• **GIVEN TEXT**
James HowellStaff Writerjhowell@civitasmedia.com
January 16, 2013
Changes in the qualifications for adults reimbursed by Medicaid’s personal care services have left several in Ashe County without Medicaid benefits.
“There are some residents that have been denied coverage,” said Bevin South, the executive director of Ashe Assisted Living.
The new policy, effective Jan. 1, mandates recipients who are reimbursed by personal care services require assistance with at least three of five ADL’s (activities of daily living). These ADL’s include dressing, eating, bathing, toileting and mobility.
Recipients can also qualify for personal care services if they need extensive assistance in two of these categories.
This policy could reduce the number of people who qualify for Medicaid reimbursement. Before this new policy, adult-care home residents qualified for Medicaid reimbursement if they needed assistance with one ADL.
Under the new policy, Medicaid recipients must be evaluated by a Carolina’s Center for Medical Excellence (CCME) registered nurse in order to maintain their coverage.

• **TASK DESCRIPTION**
According to the article on Medicaid personal care services, how many activities of daily living did adult-care home residents need help with to qualify for reimbursement before the new policy? The items that come next are not required for anything here.

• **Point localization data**
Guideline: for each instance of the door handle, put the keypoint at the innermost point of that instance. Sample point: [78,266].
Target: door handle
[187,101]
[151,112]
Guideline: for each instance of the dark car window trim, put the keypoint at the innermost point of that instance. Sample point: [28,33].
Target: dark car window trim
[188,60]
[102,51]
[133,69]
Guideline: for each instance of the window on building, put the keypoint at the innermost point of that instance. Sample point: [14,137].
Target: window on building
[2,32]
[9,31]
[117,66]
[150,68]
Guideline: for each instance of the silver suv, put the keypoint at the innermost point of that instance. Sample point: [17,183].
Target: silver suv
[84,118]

* * *

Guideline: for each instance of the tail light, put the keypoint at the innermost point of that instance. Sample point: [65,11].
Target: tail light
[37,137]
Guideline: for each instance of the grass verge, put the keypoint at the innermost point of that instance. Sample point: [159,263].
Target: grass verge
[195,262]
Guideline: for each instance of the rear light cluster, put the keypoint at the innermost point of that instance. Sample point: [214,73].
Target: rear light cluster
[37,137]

==

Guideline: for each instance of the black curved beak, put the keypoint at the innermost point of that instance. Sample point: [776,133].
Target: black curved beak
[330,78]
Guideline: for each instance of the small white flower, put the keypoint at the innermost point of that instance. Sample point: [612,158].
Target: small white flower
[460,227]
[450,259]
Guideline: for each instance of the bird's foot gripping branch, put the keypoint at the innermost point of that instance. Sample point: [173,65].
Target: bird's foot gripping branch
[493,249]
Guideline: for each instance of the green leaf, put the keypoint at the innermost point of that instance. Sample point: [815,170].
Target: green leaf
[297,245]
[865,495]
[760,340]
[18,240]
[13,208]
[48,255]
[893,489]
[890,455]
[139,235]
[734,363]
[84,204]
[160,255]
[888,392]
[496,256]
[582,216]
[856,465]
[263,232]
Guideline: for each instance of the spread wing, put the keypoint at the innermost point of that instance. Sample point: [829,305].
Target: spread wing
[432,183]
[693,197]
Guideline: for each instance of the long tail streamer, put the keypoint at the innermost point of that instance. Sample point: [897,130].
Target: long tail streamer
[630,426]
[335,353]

• **SOLUTION BELOW**
They needed assistance with one activity of daily living.